A
Matemática no Ensino Médio
(Artigo
organizado por Marcos Antônio Colins, professor de Matemática da
Rede Estadual de Ensino do Maranhão)
Os alunos do
Ensino Médio têm geralmente de 15 a 17 anos de idade. Eles já
estão começando a pensar em suas futuras ocupações e, a essa
altura, já possuem também uma certa noção de seus pontos fortes e
suas predileções intelectuais. Ao mesmo tempo, o ambiente
doméstico, a situação financeira da família e as inclinações
pessoais passam a exercer forte influência na opção crucial que
deverão fazer entre a preparação para a universidade ou o
treinamento para o ingresso no mercado de trabalho.
A legislação
brasileira admite a existência do Ensino Profissional, porém são
muito poucas as escolas públicas que executam este tipo de ensino. O
ingresso a essas escolas é duramente disputado. Como consequência
da exigente seleção, os candidatos aprovados provêm, em sua
maioria, de famílias com recursos suficientes para pagar cursos de
preparação ao exame de admissão. E quase todos eles, ao final do
curso, ingressam nas universidades. A lei inclusive ajuda esse
disvirtuamento pois exige ao aluno dos cursos técnicos que esteja
cursando simultaneamente, ou já tenha concluído o Ensino Médio.
Isto faz com que o Ensino Médio nas escolas brasileiras seja único,
sem modalidades diferenciadas, como se todos os alunos nesse nível
tivessem a mesma vocação, os mesmos interesses e o mesmo projeto de
ingressar na universidade.
Essa estrutura
monolítica põe na mesma sala de aula alunos com diferentes
motivações, capacidades díspares e objetivos os mais diversos.
Consequentemente, o ensino é inadequado para todos.
Deixemos de lado
as demais matérias e fixemos a atenção na Matemática. Ao concluir
o último ano do Ensino Fundamental, o estudante foi exposto ao
conhecimento matemático necessário a todos os cidadãos,
conhecimento este acessível a qualquer indivíduo de inteligência
mediana. A partir daí, como orientar os estudos matemáticos a nível
da Escola Média?

Desafios –
**A)** No artigo sobre a Matemática no Ensino Médio, reescreva em forma de lista o parágrafo que começa com "Os alunos do Ensino Médio têm geralmente", mantendo os fatos principais.
**B)** Escreva a continuação do artigo sobre a Matemática no Ensino Médio, começando logo depois da pergunta final.
Nenhuma das entradas é necessária aqui.

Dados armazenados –
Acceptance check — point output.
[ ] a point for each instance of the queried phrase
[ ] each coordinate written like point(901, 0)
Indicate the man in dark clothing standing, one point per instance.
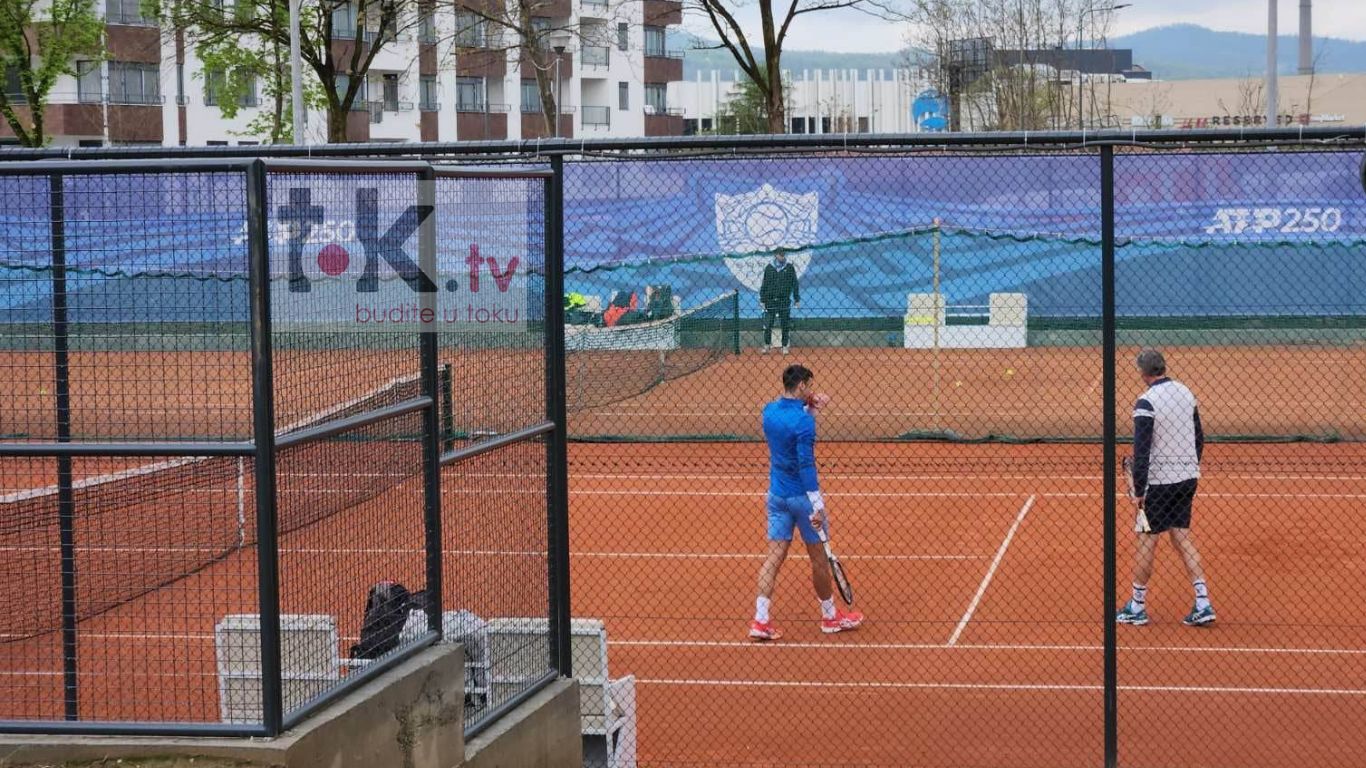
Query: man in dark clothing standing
point(779, 293)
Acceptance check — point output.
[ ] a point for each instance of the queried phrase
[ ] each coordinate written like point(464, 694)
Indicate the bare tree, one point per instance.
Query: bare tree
point(762, 64)
point(338, 38)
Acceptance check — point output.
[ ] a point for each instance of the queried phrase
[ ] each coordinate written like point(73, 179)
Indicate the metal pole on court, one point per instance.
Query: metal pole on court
point(558, 487)
point(1108, 427)
point(66, 488)
point(262, 429)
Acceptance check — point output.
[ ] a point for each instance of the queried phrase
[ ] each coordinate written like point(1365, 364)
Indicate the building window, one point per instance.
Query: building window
point(343, 21)
point(429, 93)
point(469, 94)
point(216, 79)
point(361, 92)
point(124, 12)
point(89, 89)
point(530, 96)
point(12, 88)
point(654, 41)
point(656, 99)
point(469, 30)
point(134, 84)
point(426, 26)
point(391, 92)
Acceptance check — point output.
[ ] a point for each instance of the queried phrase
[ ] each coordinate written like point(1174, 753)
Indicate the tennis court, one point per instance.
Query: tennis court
point(980, 569)
point(952, 306)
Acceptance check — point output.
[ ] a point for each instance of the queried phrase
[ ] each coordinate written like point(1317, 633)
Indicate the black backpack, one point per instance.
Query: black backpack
point(385, 612)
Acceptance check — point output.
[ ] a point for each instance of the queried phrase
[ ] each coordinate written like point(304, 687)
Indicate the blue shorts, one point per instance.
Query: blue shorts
point(786, 513)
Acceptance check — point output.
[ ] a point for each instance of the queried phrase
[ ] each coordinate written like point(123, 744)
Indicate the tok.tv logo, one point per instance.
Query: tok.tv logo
point(302, 217)
point(357, 267)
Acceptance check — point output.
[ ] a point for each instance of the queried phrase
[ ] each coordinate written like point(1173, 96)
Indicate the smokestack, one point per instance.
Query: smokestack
point(1271, 64)
point(1306, 38)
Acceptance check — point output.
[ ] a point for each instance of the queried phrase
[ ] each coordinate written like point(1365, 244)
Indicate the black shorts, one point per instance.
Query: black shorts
point(1169, 506)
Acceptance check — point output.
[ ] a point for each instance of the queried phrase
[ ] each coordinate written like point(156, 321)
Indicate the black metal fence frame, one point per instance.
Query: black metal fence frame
point(264, 444)
point(553, 152)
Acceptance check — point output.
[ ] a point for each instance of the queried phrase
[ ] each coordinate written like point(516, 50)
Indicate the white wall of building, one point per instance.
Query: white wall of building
point(827, 100)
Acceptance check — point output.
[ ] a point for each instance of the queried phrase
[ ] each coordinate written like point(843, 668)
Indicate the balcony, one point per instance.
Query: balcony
point(597, 116)
point(663, 12)
point(548, 60)
point(476, 122)
point(533, 126)
point(667, 123)
point(552, 8)
point(663, 66)
point(597, 56)
point(66, 114)
point(491, 64)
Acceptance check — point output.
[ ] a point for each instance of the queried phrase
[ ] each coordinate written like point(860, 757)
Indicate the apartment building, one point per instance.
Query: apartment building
point(444, 75)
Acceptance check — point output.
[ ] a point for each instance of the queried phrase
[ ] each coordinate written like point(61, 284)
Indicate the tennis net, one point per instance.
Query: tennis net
point(142, 528)
point(608, 365)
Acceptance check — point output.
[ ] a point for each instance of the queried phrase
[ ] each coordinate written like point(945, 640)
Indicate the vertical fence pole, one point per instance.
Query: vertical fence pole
point(1108, 469)
point(432, 390)
point(66, 488)
point(558, 484)
point(262, 428)
point(735, 321)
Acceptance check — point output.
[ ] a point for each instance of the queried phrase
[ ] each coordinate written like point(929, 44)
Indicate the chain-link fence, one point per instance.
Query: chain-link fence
point(228, 410)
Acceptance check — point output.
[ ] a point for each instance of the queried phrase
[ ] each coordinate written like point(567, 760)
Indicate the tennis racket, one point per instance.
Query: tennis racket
point(1141, 518)
point(842, 581)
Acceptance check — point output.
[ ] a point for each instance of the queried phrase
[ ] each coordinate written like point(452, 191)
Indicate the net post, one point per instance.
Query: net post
point(1109, 427)
point(430, 388)
point(940, 313)
point(735, 321)
point(66, 485)
point(447, 384)
point(558, 485)
point(262, 435)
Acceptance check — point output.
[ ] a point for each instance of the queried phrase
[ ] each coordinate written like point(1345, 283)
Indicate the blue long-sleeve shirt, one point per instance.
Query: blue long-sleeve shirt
point(791, 436)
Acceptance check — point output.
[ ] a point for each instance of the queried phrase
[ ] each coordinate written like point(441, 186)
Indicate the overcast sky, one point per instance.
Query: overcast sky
point(853, 32)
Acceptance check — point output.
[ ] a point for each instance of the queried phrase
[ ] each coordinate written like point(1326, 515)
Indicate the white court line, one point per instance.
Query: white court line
point(999, 686)
point(768, 647)
point(510, 554)
point(991, 571)
point(980, 647)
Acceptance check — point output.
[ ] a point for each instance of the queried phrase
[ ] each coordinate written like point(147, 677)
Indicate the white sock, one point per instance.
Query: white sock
point(1139, 597)
point(1201, 595)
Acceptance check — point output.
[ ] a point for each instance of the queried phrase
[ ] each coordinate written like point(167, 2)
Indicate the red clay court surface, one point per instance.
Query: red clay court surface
point(978, 566)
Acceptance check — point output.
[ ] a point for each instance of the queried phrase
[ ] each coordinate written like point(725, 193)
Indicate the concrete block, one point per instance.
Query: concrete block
point(542, 733)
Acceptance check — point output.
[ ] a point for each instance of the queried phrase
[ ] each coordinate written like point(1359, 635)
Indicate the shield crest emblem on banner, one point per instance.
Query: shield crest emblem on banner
point(764, 220)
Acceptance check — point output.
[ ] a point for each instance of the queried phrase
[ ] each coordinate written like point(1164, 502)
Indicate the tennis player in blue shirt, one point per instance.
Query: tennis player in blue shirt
point(794, 502)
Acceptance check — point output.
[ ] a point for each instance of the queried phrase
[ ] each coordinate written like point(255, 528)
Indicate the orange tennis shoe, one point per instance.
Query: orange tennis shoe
point(764, 630)
point(842, 622)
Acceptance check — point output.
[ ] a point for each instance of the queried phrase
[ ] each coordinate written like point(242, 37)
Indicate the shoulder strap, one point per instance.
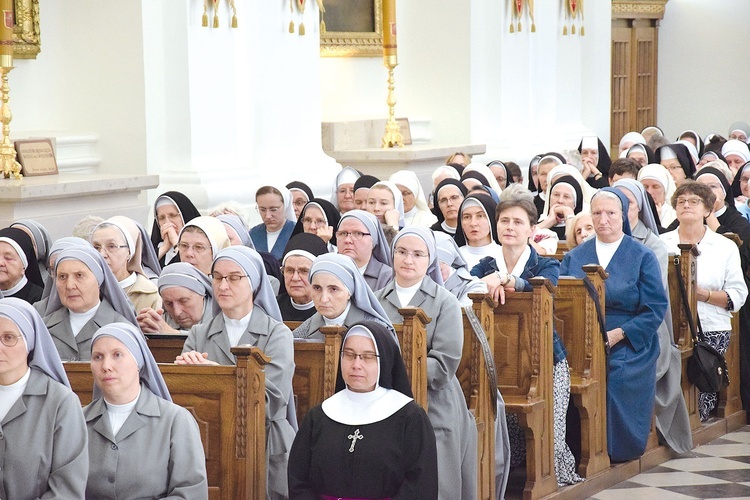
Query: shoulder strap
point(489, 359)
point(595, 297)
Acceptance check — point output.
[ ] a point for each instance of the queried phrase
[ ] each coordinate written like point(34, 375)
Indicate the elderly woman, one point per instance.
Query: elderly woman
point(393, 454)
point(476, 236)
point(119, 242)
point(85, 298)
point(141, 445)
point(341, 297)
point(416, 211)
point(721, 289)
point(519, 262)
point(448, 196)
point(201, 240)
point(44, 453)
point(417, 283)
point(172, 210)
point(274, 204)
point(660, 185)
point(360, 236)
point(672, 421)
point(455, 272)
point(635, 306)
point(187, 300)
point(19, 272)
point(319, 217)
point(296, 303)
point(250, 315)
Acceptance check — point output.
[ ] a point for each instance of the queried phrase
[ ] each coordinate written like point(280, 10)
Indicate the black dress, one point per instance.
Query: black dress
point(393, 458)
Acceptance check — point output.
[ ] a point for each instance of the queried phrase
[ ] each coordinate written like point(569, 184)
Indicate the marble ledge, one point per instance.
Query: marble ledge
point(65, 185)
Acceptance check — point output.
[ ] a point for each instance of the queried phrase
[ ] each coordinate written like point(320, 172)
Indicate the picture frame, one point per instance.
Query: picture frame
point(26, 34)
point(354, 28)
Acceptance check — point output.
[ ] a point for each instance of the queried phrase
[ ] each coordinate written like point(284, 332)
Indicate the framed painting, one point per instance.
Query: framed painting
point(27, 42)
point(353, 28)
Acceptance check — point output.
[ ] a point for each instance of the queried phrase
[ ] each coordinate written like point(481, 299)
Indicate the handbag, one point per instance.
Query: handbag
point(706, 368)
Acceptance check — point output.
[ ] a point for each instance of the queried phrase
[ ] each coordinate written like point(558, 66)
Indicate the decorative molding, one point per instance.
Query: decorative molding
point(638, 9)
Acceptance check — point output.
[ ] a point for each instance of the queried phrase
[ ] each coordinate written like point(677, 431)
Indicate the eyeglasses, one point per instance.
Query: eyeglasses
point(356, 235)
point(693, 202)
point(9, 340)
point(232, 278)
point(400, 252)
point(289, 271)
point(199, 248)
point(109, 247)
point(271, 210)
point(350, 356)
point(455, 199)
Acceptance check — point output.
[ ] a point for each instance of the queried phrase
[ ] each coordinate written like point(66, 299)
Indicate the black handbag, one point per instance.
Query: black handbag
point(706, 368)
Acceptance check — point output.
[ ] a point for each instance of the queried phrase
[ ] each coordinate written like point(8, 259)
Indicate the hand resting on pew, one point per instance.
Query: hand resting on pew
point(194, 358)
point(152, 321)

Respostas das tarefas –
**A)**
- Os alunos do Ensino Médio costumam ter entre 15 e 17 anos.
- Já começam a pensar em suas futuras ocupações.
- Já têm alguma noção de seus pontos fortes e de suas preferências intelectuais.
- O ambiente doméstico, a situação financeira da família e as inclinações pessoais passam a influenciar fortemente a escolha decisiva entre se preparar para a universidade ou se preparar para entrar no mercado de trabalho.

**B)**
O currículo de
Matemática adotado no Ensino Médio brasileiro é essencialmente
determinado pelos exames de ingresso nos cursos superiores das
carreiras de Ciências Exatas e Tecnologia. Ele forma uma ponte,
ligando os conhecimentos básicos aprendidos no Ensino Fundamental
aos estudos avançados que serão feitos na universidade. A escolha
dos assuntos é bem equilibrada e objetiva, não havendo omissões
gritantes nem excessos escandalosos. O programa é bastante
aceitável. Aliás, o conteúdo não difere substancialmente daquele
adotado para alunos de mesma idade em muitos países europeus. O
problema reside na execução. Esta deixa muito a desejar.
O professor de
Matemática que atua no Ensino Médio tem a mesma formação
universitária do seu colega que atua no Ensino Fundamental. Mas o
grau de dificuldade da matéria que deve ensinar é bem maior. Como
aquele colega, ele também não estudou muitos desses assuntos na
faculdade e deve portanto guiar-se pelos livros didáticos
existentes, particularmente aquele que adotou. Aqui recaímos outa
vez na qualidade dos textos disponíveis.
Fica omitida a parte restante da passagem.